* [Exercise prompt]: In the entries, find all lines that hold the word "negative" and copy them.

Given data section start

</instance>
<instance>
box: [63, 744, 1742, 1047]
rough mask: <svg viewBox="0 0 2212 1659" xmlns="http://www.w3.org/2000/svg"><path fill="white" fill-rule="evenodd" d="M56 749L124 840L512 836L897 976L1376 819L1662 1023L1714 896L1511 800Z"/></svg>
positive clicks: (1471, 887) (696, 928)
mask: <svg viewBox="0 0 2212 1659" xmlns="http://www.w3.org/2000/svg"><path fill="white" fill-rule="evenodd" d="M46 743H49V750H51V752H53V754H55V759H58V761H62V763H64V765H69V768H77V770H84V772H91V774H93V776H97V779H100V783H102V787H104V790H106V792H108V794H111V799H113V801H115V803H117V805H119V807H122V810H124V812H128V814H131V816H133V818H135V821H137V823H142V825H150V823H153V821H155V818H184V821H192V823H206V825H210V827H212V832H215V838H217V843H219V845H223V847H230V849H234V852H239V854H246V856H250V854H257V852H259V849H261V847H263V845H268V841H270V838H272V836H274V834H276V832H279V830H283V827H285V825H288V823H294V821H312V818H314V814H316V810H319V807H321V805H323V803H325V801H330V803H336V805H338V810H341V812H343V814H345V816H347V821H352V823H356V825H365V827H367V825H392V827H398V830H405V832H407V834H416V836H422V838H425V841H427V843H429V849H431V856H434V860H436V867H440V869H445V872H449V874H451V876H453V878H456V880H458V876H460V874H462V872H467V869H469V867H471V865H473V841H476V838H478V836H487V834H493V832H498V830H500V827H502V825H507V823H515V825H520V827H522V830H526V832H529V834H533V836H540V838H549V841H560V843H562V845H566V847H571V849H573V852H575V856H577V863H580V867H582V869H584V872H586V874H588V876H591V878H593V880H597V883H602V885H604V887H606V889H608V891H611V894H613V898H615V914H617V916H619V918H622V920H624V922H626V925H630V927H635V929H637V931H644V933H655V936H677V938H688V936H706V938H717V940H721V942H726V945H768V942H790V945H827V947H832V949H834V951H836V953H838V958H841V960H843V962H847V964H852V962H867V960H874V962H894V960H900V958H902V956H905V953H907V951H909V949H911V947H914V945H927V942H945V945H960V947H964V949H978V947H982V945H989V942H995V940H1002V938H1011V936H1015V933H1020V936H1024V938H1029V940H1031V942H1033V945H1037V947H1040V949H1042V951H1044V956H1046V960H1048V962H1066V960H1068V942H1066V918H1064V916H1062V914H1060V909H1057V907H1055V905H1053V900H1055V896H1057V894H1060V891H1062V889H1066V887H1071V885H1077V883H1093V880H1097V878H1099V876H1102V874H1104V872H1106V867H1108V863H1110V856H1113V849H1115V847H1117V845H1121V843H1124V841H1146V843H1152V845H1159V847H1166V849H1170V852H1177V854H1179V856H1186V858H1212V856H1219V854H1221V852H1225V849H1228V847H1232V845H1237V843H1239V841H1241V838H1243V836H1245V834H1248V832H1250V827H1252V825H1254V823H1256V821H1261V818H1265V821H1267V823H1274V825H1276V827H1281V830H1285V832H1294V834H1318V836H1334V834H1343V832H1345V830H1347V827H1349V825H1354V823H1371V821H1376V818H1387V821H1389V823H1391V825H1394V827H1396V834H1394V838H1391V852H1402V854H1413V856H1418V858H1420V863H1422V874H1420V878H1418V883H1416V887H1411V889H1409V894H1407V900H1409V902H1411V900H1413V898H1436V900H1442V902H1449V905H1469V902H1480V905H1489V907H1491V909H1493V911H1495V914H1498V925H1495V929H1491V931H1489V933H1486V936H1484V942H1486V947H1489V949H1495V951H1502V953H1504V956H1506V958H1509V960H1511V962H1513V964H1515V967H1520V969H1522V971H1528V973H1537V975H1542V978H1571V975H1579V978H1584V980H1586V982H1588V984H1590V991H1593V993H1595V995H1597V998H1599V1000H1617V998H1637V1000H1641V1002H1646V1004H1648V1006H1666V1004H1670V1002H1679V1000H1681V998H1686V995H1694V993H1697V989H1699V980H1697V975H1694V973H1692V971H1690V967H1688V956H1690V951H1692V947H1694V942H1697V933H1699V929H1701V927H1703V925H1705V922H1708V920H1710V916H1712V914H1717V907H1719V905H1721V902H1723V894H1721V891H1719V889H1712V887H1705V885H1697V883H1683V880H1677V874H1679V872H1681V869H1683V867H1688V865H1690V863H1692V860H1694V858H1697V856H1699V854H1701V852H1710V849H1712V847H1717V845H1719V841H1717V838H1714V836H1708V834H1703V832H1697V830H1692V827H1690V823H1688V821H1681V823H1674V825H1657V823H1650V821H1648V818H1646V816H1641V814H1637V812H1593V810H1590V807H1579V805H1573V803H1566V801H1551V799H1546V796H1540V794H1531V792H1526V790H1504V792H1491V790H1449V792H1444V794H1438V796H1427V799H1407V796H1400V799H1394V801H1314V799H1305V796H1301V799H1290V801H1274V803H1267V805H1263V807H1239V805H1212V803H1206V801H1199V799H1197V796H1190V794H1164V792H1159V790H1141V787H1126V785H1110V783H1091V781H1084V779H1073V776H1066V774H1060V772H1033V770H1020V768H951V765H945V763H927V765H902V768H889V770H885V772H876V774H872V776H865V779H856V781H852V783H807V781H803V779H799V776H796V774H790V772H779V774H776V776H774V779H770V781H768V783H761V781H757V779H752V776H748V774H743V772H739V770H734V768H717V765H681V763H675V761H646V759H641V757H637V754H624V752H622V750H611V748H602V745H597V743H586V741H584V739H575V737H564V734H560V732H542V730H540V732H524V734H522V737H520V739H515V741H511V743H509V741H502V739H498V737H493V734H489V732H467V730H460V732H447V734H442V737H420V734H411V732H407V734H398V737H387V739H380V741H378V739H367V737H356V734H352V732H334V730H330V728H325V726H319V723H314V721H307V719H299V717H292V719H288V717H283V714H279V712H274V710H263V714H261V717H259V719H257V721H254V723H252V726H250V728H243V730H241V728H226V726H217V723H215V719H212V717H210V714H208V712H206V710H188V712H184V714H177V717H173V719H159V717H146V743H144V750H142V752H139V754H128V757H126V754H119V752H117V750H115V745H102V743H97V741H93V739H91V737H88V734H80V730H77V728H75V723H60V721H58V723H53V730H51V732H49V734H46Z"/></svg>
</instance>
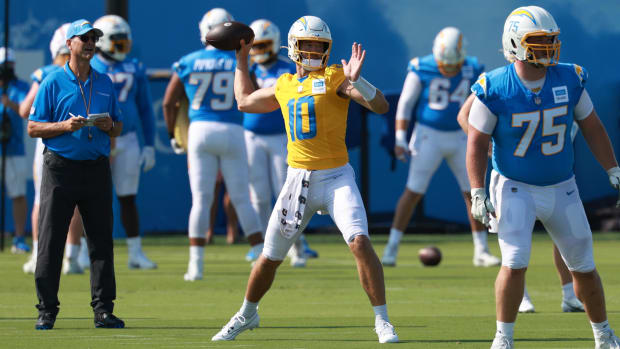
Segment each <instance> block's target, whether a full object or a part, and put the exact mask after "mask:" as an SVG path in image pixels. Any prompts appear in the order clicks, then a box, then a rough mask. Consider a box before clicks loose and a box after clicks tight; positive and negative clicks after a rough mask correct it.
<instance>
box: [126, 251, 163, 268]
mask: <svg viewBox="0 0 620 349" xmlns="http://www.w3.org/2000/svg"><path fill="white" fill-rule="evenodd" d="M127 265H128V266H129V269H157V264H155V263H154V262H153V261H151V260H150V259H148V257H146V256H145V255H144V253H143V252H142V251H140V253H137V254H133V255H132V254H129V261H128V262H127Z"/></svg>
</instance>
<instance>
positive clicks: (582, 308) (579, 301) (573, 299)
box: [562, 297, 585, 313]
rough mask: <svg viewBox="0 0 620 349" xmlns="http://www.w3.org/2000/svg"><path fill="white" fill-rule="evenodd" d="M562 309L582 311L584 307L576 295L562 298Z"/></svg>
mask: <svg viewBox="0 0 620 349" xmlns="http://www.w3.org/2000/svg"><path fill="white" fill-rule="evenodd" d="M562 311H563V312H565V313H583V312H584V311H585V309H584V308H583V304H582V303H581V301H579V299H577V297H573V298H571V299H562Z"/></svg>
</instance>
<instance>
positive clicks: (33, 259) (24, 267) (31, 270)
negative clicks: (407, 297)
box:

Given data section end

* [Solution for this task]:
Segment each <instance> block's target, whether a full object or a part, and put the exact mask after "mask:" as an SVG path in image pixels. Any prompts appear in the order clicks, then a box, then a rough mask. Consider a box before clicks loose and a box after clicks tight; positive and negative clicks after a rough mask correct it.
negative clicks: (407, 297)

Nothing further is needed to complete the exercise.